**Dataset records**
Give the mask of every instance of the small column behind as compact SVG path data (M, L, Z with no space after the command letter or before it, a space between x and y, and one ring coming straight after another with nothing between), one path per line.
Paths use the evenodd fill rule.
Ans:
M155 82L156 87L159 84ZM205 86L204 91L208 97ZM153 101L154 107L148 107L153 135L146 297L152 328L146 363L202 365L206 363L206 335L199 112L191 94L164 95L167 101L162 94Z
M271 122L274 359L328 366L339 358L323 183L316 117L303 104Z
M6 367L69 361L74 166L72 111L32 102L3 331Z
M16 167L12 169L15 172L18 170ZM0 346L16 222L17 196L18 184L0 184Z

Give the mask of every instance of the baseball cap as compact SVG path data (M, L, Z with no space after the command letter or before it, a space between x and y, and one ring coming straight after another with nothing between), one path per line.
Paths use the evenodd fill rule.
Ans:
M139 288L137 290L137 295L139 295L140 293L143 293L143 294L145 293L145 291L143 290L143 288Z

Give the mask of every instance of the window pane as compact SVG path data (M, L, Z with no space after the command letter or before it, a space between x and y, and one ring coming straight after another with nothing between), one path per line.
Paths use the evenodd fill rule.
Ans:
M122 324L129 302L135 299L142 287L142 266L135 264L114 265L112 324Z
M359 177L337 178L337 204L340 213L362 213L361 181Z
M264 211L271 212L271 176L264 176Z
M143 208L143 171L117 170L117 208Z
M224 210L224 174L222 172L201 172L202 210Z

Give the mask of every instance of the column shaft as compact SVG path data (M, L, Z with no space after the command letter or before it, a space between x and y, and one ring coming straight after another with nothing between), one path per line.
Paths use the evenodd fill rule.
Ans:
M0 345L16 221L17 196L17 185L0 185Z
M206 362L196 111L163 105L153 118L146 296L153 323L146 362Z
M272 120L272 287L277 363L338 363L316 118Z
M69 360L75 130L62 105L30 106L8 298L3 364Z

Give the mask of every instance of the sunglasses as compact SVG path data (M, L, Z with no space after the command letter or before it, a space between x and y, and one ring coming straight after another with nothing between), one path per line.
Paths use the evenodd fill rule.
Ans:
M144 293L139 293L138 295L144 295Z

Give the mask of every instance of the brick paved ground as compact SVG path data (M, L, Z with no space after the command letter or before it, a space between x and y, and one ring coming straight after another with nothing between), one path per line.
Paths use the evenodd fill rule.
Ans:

**What is needed**
Nothing in the records should change when you repeat them all.

**Reply to the exercise**
Give the mask of every instance of the small column behind as compact SVG path data (M, L, Z with no space after the command letter or before it, a space between x and y, and one ring coming straight after another with nothing between), one path per line.
Paths use the evenodd fill rule.
Ans:
M155 82L156 87L159 84ZM205 86L204 91L208 97ZM153 101L154 107L148 107L153 135L146 297L152 328L146 363L202 365L206 363L206 335L199 112L191 94L164 95L167 101L162 94Z
M271 122L274 359L328 366L339 358L323 183L316 117L303 104Z
M6 367L69 361L74 166L72 111L32 102L3 331Z
M16 167L12 169L15 172L18 170ZM0 346L16 222L17 196L18 184L0 184Z

Give the mask of every instance of the baseball cap as compact SVG path data (M, L, Z with no space after the command letter or before it, a space between x and y, and one ring coming straight after another with nothing between), one path per line.
Paths use the evenodd fill rule.
Ans:
M139 288L137 290L137 295L139 295L140 293L143 293L143 294L145 293L145 291L143 290L143 288Z

Give the mask of every instance of the window pane as compact SVG path data (M, L, Z with no space after the command letter or before it, a space between x and y, and one ring coming straight after another with nothing between), one path per line.
Paths use the evenodd fill rule.
Ans:
M122 324L129 302L135 299L142 287L142 266L135 264L114 265L112 324Z
M359 177L337 178L337 204L340 213L362 213L361 181Z
M264 211L271 212L271 176L264 176Z
M143 208L143 171L117 170L117 208Z
M224 210L224 174L222 172L201 172L202 210Z

Give the mask of every instance of the column shaft as compact SVG path data (M, L, Z with no space after the command letter or before it, a space between x and y, and one ring coming straight after another with nothing between), one path per line.
Paths use the evenodd fill rule.
Ans:
M0 345L16 221L17 196L17 185L0 185Z
M206 362L196 111L163 105L153 118L146 296L153 323L146 362Z
M272 120L272 287L277 363L338 363L316 118Z
M69 360L75 130L62 105L30 106L8 298L3 364Z

Give the mask of every instance of the sunglasses as compact SVG path data (M, L, Z with no space after the command letter or before it, a space between x and y, and one ring coming straight after another with nothing between), one path per line.
Paths use the evenodd fill rule.
Ans:
M144 293L139 293L138 295L144 295Z

Give the mask of every instance of the brick paved ground as compact SVG path data (M, L, Z with no space after the command letter or before it, a space between x and y, and one ring coming straight after another with nothing between), one path per line.
Paths use the evenodd fill rule.
Ans:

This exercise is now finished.